= Task description =
Print the records below verbatim, omitting the pictures.

= Entries provided =
● ● ●
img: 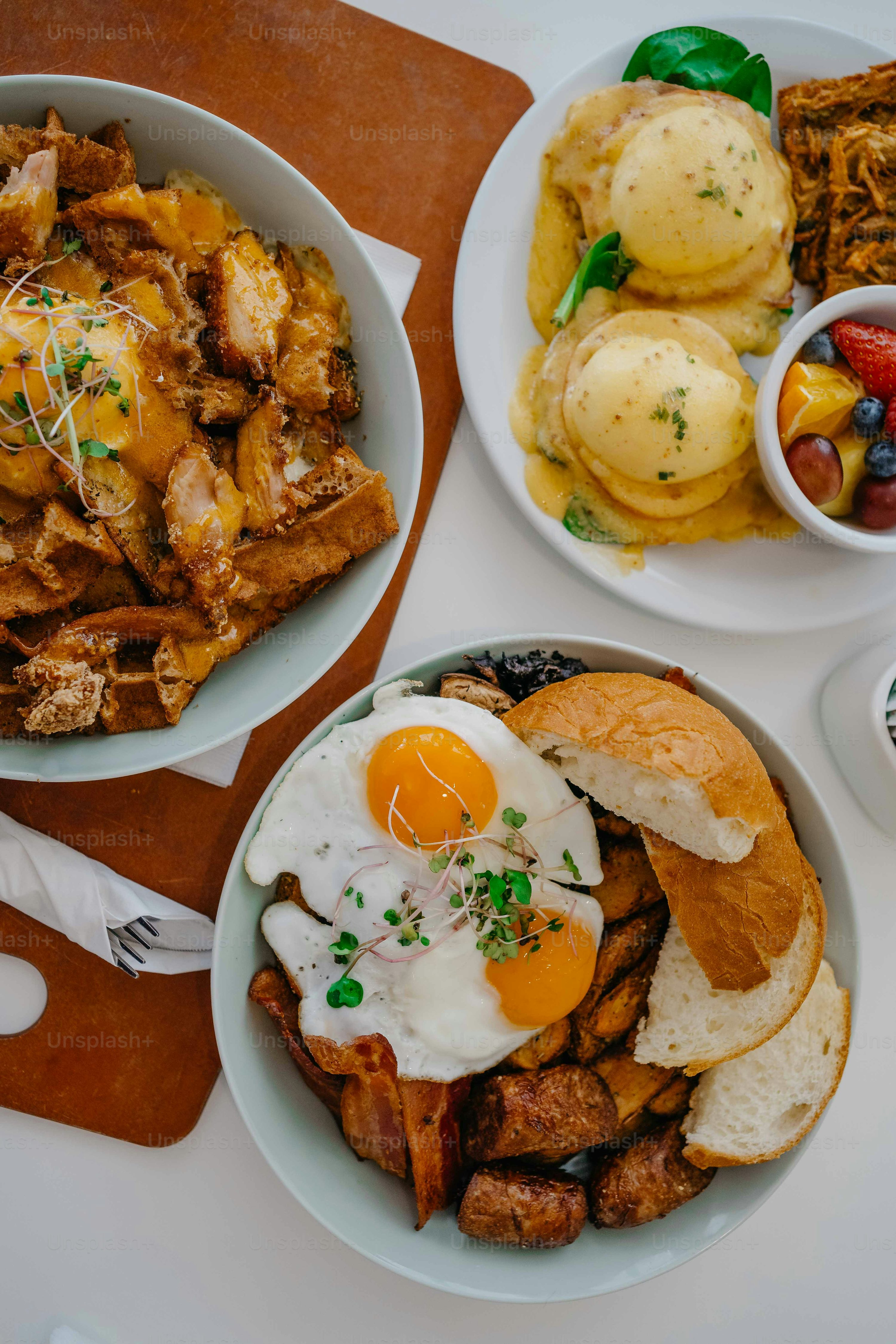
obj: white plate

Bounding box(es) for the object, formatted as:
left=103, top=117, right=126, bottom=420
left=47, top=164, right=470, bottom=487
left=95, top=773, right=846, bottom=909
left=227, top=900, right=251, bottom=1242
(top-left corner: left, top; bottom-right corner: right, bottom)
● ● ●
= Solution to this exercise =
img: 
obj: white plate

Bounding box(es) for the object, formatted as:
left=103, top=117, right=126, bottom=420
left=47, top=164, right=470, bottom=487
left=95, top=773, right=846, bottom=909
left=227, top=900, right=251, bottom=1242
(top-left corner: left, top; bottom-right corner: right, bottom)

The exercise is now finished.